AIM A: Quote the part of the road trip article that opens with the words containing "by John Thow" and closes with "or unusual aircraft.", keeping every word unchanged.
AIM B: Continue the road trip article from its last sentence onward.

PROVIDED PASSAGE:
======
Diversions on the Great American Road Trip

Diversions on the Great American Road Trip

by John Thow

So it’s that time of year again and millions of Americans are hitting the road all over the country in an effort to get away and relax, or at least take in a change of scenery for a few days. In our case, as much anything, it is all about trying to build lasting memories with our kids. If you frequent slickpixels.com at all, you may have guessed that our family trips always include airplanes. Some way, some how, there is always an opportunity to get up close with some rare or unusual aircraft.
======
DATASET SECTION:
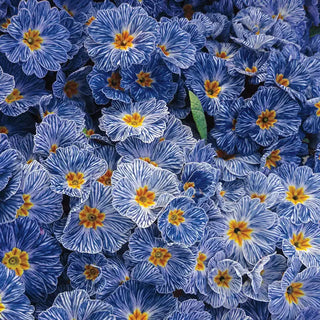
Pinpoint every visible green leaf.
[189,91,208,139]
[310,26,320,37]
======
RESPONSE A:
by John Thow

So it’s that time of year again and millions of Americans are hitting the road all over the country in an effort to get away and relax, or at least take in a change of scenery for a few days. In our case, as much anything, it is all about trying to build lasting memories with our kids. If you frequent slickpixels.com at all, you may have guessed that our family trips always include airplanes. Some way, some how, there is always an opportunity to get up close with some rare or unusual aircraft.

RESPONSE B:
Interestingly enough, this year’s first aviation stop was purely by accident, all-be-it a happy one. You see on my way up California’s Interstate 5, I managed to miss a fork in the road that would have kept me on the 5 North, I instead missed the offramp and ran straight up the 99. Only realizing my error once driving through Bakersfield. With some help from my previously sleeping navigator/wife, we decided to simply press on and catch the 5 further on. In any case, the great part of all this is that thanks to my creative driving, and their billboard, we ended up making a very quick diversion to Castle Air Museum.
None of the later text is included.